Rethink how we prepare for flu pandemics, say scientists
Posted on behalf of: STEPS Centre
Last updated: Monday, 28 January 2013

Soldiers hand out masks near a shopping mall in Mexico City after the emergence of H1N1 in April 2009. Photo Militares y Cubrebocas by eneas on Flickr (creative commons).
That a new pandemic will arrive, sooner or later, is probably the only thing about pandemic influenza upon which scientists agree. With current research and past approaches to pandemic threats proving highly controversial with both the public and scientific community, researchers at the University of Sussex have been examining new pathways to preparedness, with a new paper published today (Monday 28 January) and a high-level workshop earlier this month.
These latest discussions build on years of research at the University’s Centre for Global Health Policy (CGHP) and the STEPS Centre, which is based at SPRU - Science and Technology Policy Research and the Institute of Development Studies on campus. Researchers have been trying to develop a better understanding of why controversies have emerged around pandemic flu, in order to inform future approaches.
In his new STEPS Centre Working Paper, To Pandemic or Not? Reconfiguring Global Responses to Influenza, Paul Forster examines the political economy of knowledge in responses to the H1N1 (swine flu) pandemic in 2009-10.
Forster argues that the world would be better protected by a re-ordering of pandemic preparedness and response efforts around the needs of the world’s poorest, most vulnerable, and most exposed people. This would allow the examination of the undue pre-eminence of drugs, scrutiny of contemporary agricultural practices and focus on the pressing need for disease surveillance in animals.
A workshop hosted by CGHP and the STEPS Centre on 10 and 11 January explored in depth the multiple facets of these pandemic flu controversies with more than 50 international experts from the worlds of science, policy, the media and academic publishing – with both social and natural science expertise.
Professor Stefan Elbe, Director of CGHP, said: “One of the main lessons learned was that preparing for flu is simply not just about flu; it is just as much – if not more so – about the interventions that we need to implement in order to manage a pandemic.
“North-South politics and global-local politics loom large, as responses geared to international health and economic interests often conflict with priorities of people in local settings.”
“We also explored how controversies are great opportunities to unearth the contested, contingent, and fractious nature of knowledge that shapes our ongoing quest to protect human lives. Social science perspectives are therefore a critical complement to natural science-based understandings.
“Importantly, how some of these controversies could also be diminished and perhaps even avoided in future were revealed.
“As the world prepares for the inevitable next pandemic, new ways of working and new organizational mechanisms for assuring global health – combining natural and social science approaches - are needed.”
The paper, as well as a host of other briefings, projects, articles, papers, blogs and multimedia resources about pandemic flu, is available on the STEPS Centre website.

DATASET RECORDS
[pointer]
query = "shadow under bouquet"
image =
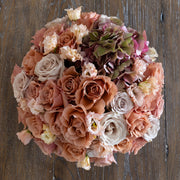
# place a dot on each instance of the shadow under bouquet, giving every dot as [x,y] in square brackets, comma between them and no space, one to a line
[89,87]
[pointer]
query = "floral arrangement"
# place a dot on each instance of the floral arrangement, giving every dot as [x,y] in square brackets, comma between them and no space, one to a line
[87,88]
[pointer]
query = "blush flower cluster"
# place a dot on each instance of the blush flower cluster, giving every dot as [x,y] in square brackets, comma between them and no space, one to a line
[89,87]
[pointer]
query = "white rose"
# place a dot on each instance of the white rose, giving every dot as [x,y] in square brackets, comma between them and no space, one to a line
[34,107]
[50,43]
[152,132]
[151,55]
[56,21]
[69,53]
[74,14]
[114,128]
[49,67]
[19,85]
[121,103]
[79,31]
---
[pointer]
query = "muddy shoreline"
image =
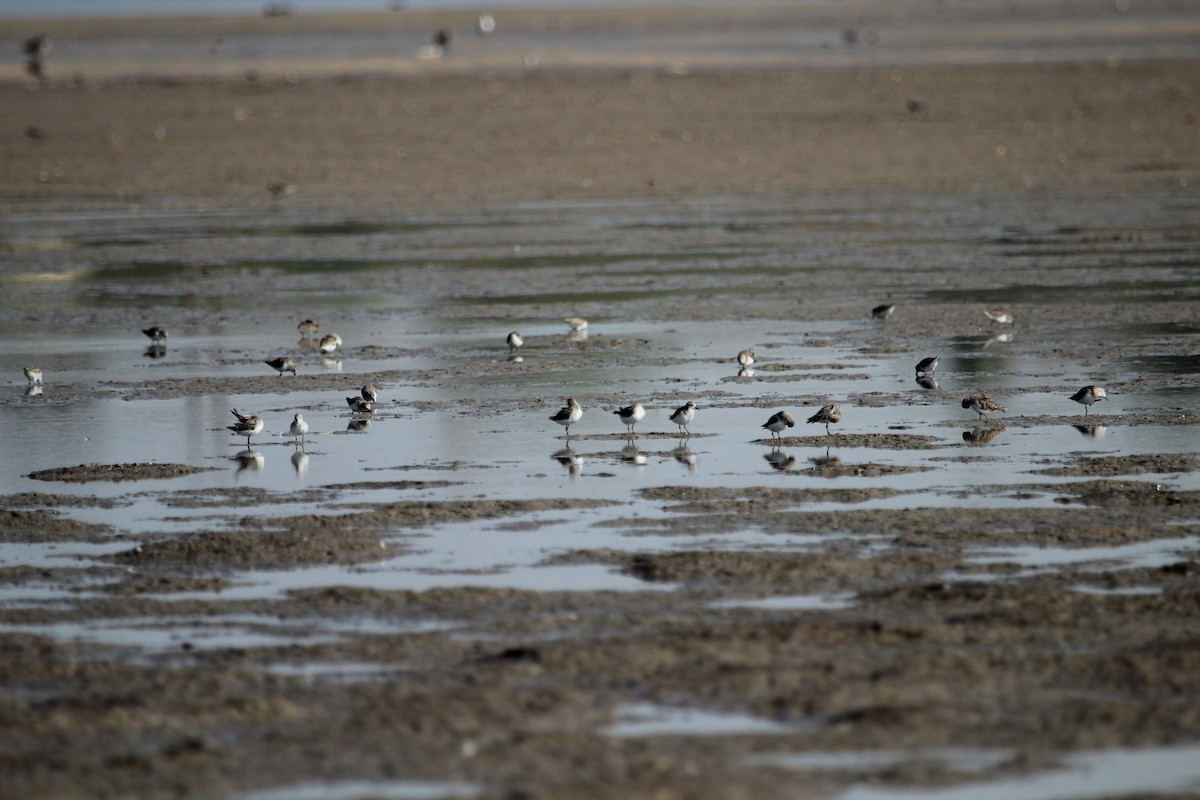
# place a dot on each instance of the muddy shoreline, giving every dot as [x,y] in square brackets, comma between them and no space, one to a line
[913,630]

ACTIVITIES
(a) From the pandemic flu article, retype the passage starting at "Soldiers hand out" and ending at "Flickr (creative commons).".
(b) Answer these questions using the pandemic flu article:
(i) On which days was the workshop hosted by CGHP and the STEPS Centre held?
(ii) What is the title of Paul Forster's new STEPS Centre Working Paper?
(iii) Who is the Director of CGHP?

ANSWERS TO THE TASKS
(a)
Soldiers hand out masks near a shopping mall in Mexico City after the emergence of H1N1 in April 2009. Photo Militares y Cubrebocas by eneas on Flickr (creative commons).

(b)
(i) 10 and 11 January
(ii) To Pandemic or Not? Reconfiguring Global Responses to Influenza
(iii) Professor Stefan Elbe